## Objetivos
A - Segundo o trecho sobre a fome, por que a comida virou mercadoria? Responda em até três frases.
B - Reescreva em forma de lista o parágrafo do trecho sobre a fome que começa com "Segundo o dito popular", mantendo os fatos principais.
C - Responda com base no trecho sobre a fome:
(i) Quem é citado como autor da afirmação de que morte por fome é assassinato?
(ii) Quais pratos aparecem como sugestões do chef?
(iii) Como o Brasil era visto até pouco tempo?

## Trecho
****

Banalizar a fome é o auge da desumanização de uma alma corrompida pelo egoísmo.
Uma sociedade com cheiro de morte mantém as aparências em um mundo onde crianças têm a fome como companheira, mas cães e gatos vivem como marajás. (Divulgação/ Pixabay)
Por Élio Gasda*
Pão de cereais com aroma de ervas, arroz de açafrão e pistache,
feijão ao vinho tinto. Sugestões do chef! Programas de gastronomia se
multiplicam nas TVs de todo o mundo. Na internet são milhares os sites
com dicas e receitas. Nem os impressos escapam, sempre indicam um bom
local para petiscar. O marketing da culinária nunca produziu tanto
dinheiro e tanta comida não comida. Estamos na era da gourmetização.
Transformada em espetáculo, a comida virou mercadoria. Alimentar passou a
segundo plano.
Segundo o dito popular, “não vivemos para comer, mas comemos para
viver”. A população mundial ultrapassa a marca de sete bilhões. Um terço
dela vive na miséria, em um mundo que produz o suficiente para
alimentar mais de 12 bilhões de pessoas (ONU). Mais de 1 bilhão de
toneladas de comida são jogadas no lixo por ano em todo o planeta, quase
30% do que se cozinha. Em 15 anos a miséria poderá matar 70 milhões de
crianças (UNICEF). Os estarrecedores dados da fome mundial são a face
mais atroz do século XXI. Estamos vivendo uma das piores crises
humanitárias.
Morte por fome é assassinato (Jean Ziegler), mas quem se importa? Tem
gente que sonha com um prato de sopa, mas procura comida no lixo, é
explorada em troca de pão com água. Feijão com arroz é luxo para gente
que estende a mão no sinal. A fome é a pior das torturas. Leva ao
desespero. Histórias reais de personagens famintos não sensibilizam
mais. Banalizar a fome é o auge da desumanização de uma alma corrompida
pelo egoísmo. Uma sociedade com cheiro de morte mantém as aparências em
um mundo onde crianças têm a fome como companheira, mas cães e gatos
vivem como marajás. Não só as instituições estão apodrecidas. Chegamos
ao fundo poço como civilização?
O Brasil é um dos principais produtores de alimento do mundo. Até
pouco tempo o país era visto como um exemplo de êxito na aplicação de
políticas de combate à miséria. Hoje, porém, o fantasma da fome volta a
assombrar milhares de brasileiros. Relatório do GT da Sociedade Civil
para Agenda 2030 sobre os Objetivos do Desenvolvimento Sustentável (ODS)

****

(Trechos de um conjunto de dados de anotação de localização)
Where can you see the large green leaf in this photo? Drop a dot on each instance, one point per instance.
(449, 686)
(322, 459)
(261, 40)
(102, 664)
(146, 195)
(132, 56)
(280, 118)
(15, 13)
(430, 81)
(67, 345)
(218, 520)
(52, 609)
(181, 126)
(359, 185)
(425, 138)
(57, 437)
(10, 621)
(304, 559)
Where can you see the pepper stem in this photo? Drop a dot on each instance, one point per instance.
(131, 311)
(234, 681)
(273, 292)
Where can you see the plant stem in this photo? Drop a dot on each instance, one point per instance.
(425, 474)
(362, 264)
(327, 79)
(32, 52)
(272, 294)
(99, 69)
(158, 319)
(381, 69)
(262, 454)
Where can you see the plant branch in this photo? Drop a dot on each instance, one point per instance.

****

## Soluções
A - A comida virou mercadoria porque foi transformada em espetáculo. O trecho mostra isso com a multiplicação dos programas de gastronomia na TV, os milhares de sites de dicas e receitas e os impressos que sempre indicam um local para petiscar. Também afirma que o marketing da culinária nunca rendeu tanto dinheiro.

B -
- Dito popular: "não vivemos para comer, mas comemos para viver".
- A população mundial passa de sete bilhões, e um terço dela vive na miséria.
- O mundo produz alimento suficiente para mais de 12 bilhões de pessoas (ONU).
- Mais de 1 bilhão de toneladas de comida vão para o lixo por ano, quase 30% do que se cozinha.
- Em 15 anos, a miséria poderá matar 70 milhões de crianças (UNICEF).
- Esses dados são a face mais atroz do século XXI, e vivemos uma das piores crises humanitárias.

C -
(i) Jean Ziegler.
(ii) Pão de cereais com aroma de ervas, arroz de açafrão e pistache e feijão ao vinho tinto.
(iii) Como um exemplo de êxito na aplicação de políticas de combate à miséria.